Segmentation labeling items
━━━━━━━━━━━━━━━━

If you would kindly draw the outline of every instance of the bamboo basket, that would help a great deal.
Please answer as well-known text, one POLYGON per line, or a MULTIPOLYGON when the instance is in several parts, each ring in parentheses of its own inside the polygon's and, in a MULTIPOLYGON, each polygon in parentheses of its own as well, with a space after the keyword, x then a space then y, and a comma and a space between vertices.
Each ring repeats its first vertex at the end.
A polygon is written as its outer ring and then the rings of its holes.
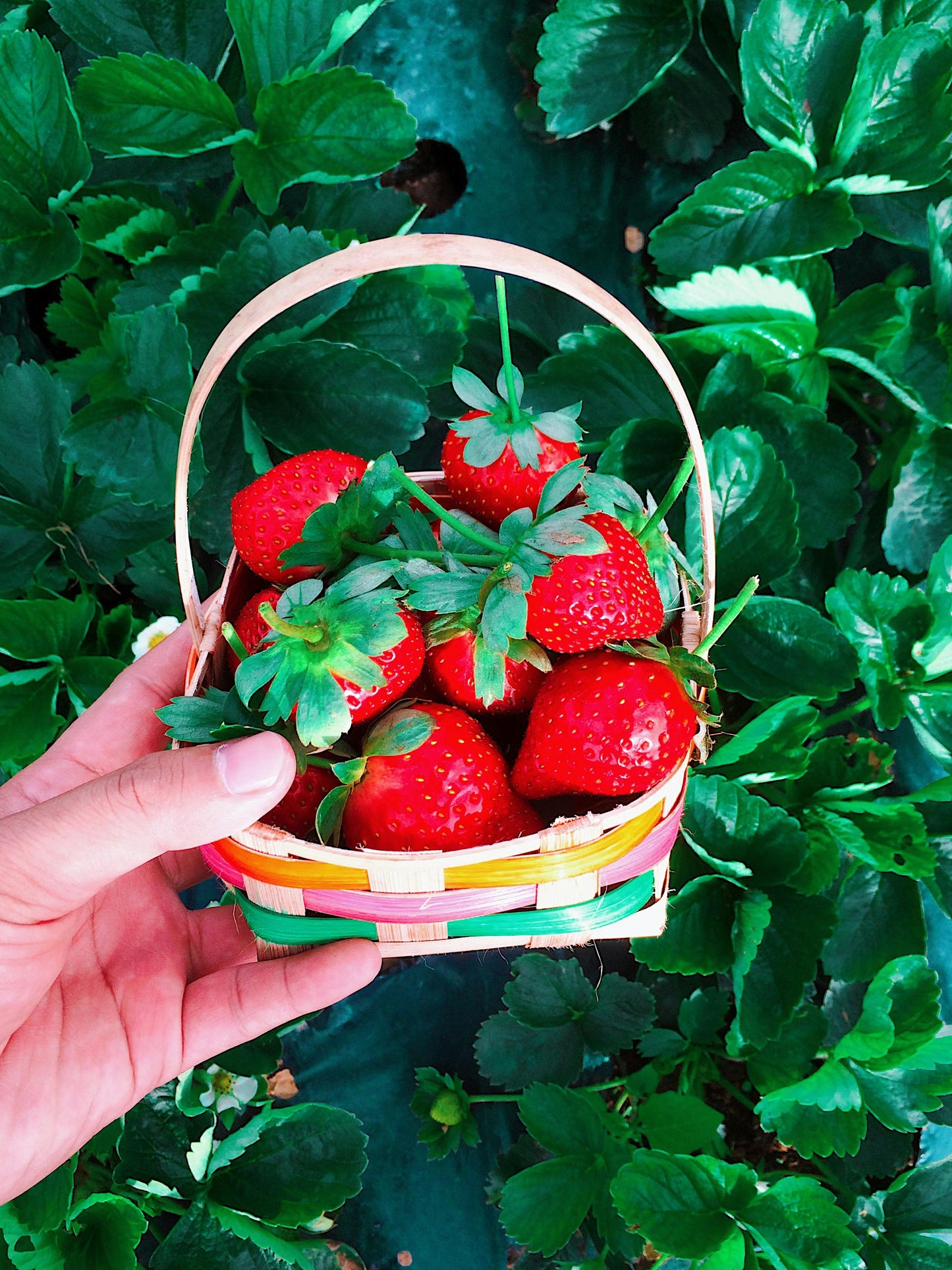
MULTIPOLYGON (((354 243, 288 274, 231 319, 202 363, 185 410, 175 479, 178 573, 194 645, 187 695, 225 682, 222 620, 260 587, 235 552, 204 610, 195 584, 188 472, 202 408, 216 380, 255 331, 292 305, 341 282, 424 264, 490 269, 553 287, 612 323, 644 353, 671 395, 697 472, 702 596, 699 610, 693 610, 684 592, 682 643, 696 648, 711 630, 713 517, 703 443, 687 394, 654 337, 602 287, 538 251, 493 239, 420 234, 354 243)), ((340 447, 349 448, 347 438, 340 447)), ((443 493, 442 472, 413 475, 434 497, 443 493)), ((259 958, 353 936, 374 940, 385 956, 652 936, 664 930, 668 857, 687 768, 685 759, 661 785, 607 812, 463 851, 354 851, 303 842, 260 823, 203 851, 212 871, 236 890, 258 937, 259 958)))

━━━━━━━━━━━━━━━━

Reproduce the lines above with "bamboo basket" renamed to "wicker basket", leaving all other text unchanged. Omit the pictures.

Right answer
If you would kindly draw the outline of every instance of the wicker basket, that would help a great deal.
Please answer as well-known text, one POLYGON per line, or a MULTIPOLYGON when the instance is in several parts, each ring in parentheses of its own inside the polygon's and, in a MULTIPOLYGON, each polygon in parentheses of its own as well, with a space after the keyword, x then a space then y, and a comma and a space between vertices.
Each ring repeats its first vertex at the end.
A polygon is written as its outer ring and then the rings of its holes.
MULTIPOLYGON (((354 243, 288 274, 231 319, 202 363, 185 410, 175 479, 178 573, 194 645, 187 695, 225 682, 222 620, 260 587, 235 552, 204 610, 195 584, 188 472, 202 408, 216 380, 255 331, 292 305, 341 282, 424 264, 490 269, 553 287, 612 323, 644 353, 671 395, 697 472, 702 596, 699 610, 693 610, 684 592, 682 643, 696 648, 711 630, 713 517, 703 443, 687 394, 654 337, 602 287, 538 251, 493 239, 420 234, 354 243)), ((340 447, 349 448, 347 438, 340 447)), ((443 493, 442 472, 413 475, 434 497, 443 493)), ((259 958, 353 936, 374 940, 385 956, 652 936, 664 930, 668 857, 687 768, 685 759, 661 785, 607 812, 463 851, 354 851, 303 842, 260 823, 203 851, 212 871, 236 890, 258 937, 259 958)))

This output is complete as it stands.